=== EXERCISE PROMPT ===
Turn the entries below into a two-column CSV with the columns "prompt" and "response" and one row per entry. Put each entry's text and its answer in single quoted fields, with line breaks replaced by spaces.

=== RECORDS FOR THE TASK ===

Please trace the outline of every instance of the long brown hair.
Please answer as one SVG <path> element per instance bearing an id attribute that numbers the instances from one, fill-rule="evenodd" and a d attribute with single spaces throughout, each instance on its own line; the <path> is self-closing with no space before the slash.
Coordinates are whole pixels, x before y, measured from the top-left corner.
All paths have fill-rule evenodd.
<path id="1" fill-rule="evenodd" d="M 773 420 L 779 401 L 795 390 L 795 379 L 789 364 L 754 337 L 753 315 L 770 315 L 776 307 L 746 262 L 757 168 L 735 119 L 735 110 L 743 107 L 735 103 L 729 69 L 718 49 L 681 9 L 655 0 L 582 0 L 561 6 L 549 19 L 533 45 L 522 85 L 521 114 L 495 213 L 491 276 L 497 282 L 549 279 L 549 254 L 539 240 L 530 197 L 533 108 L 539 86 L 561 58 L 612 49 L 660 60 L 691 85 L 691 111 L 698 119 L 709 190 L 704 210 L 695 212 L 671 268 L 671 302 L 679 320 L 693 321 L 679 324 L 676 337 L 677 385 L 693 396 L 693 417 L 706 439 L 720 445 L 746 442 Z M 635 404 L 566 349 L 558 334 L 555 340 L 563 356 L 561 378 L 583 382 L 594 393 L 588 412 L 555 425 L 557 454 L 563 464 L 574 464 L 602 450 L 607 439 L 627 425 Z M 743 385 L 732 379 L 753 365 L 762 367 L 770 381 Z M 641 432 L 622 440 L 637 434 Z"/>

=== TASK ANSWER ===
prompt,response
"Please trace the outline of every instance of the long brown hair. Please answer as one SVG <path> element per instance bearing an id attribute that numbers the instances from one, fill-rule=""evenodd"" and a d attribute with single spaces throughout, each instance on its own line; the <path> is self-closing with no space before the slash. Coordinates are whole pixels, x before y, measured from the top-left corner. All paths have fill-rule evenodd.","<path id=""1"" fill-rule=""evenodd"" d=""M 773 420 L 779 401 L 795 390 L 795 379 L 789 364 L 754 337 L 753 315 L 770 315 L 776 307 L 746 262 L 757 168 L 735 119 L 735 110 L 743 107 L 735 103 L 729 69 L 718 49 L 681 9 L 655 0 L 582 0 L 561 6 L 549 19 L 533 45 L 522 85 L 521 114 L 495 213 L 491 276 L 497 282 L 549 279 L 549 254 L 539 240 L 530 197 L 533 108 L 539 86 L 561 58 L 612 49 L 660 60 L 691 85 L 691 111 L 698 119 L 709 190 L 704 210 L 695 212 L 671 268 L 671 302 L 679 320 L 693 321 L 679 324 L 676 337 L 677 385 L 693 396 L 693 417 L 706 439 L 720 445 L 746 442 Z M 635 404 L 566 349 L 558 334 L 555 340 L 563 356 L 561 378 L 583 382 L 594 393 L 588 412 L 555 425 L 557 454 L 563 464 L 574 464 L 602 450 L 607 439 L 627 425 Z M 743 385 L 732 379 L 753 365 L 762 367 L 770 381 Z M 641 432 L 622 440 L 637 434 Z""/>"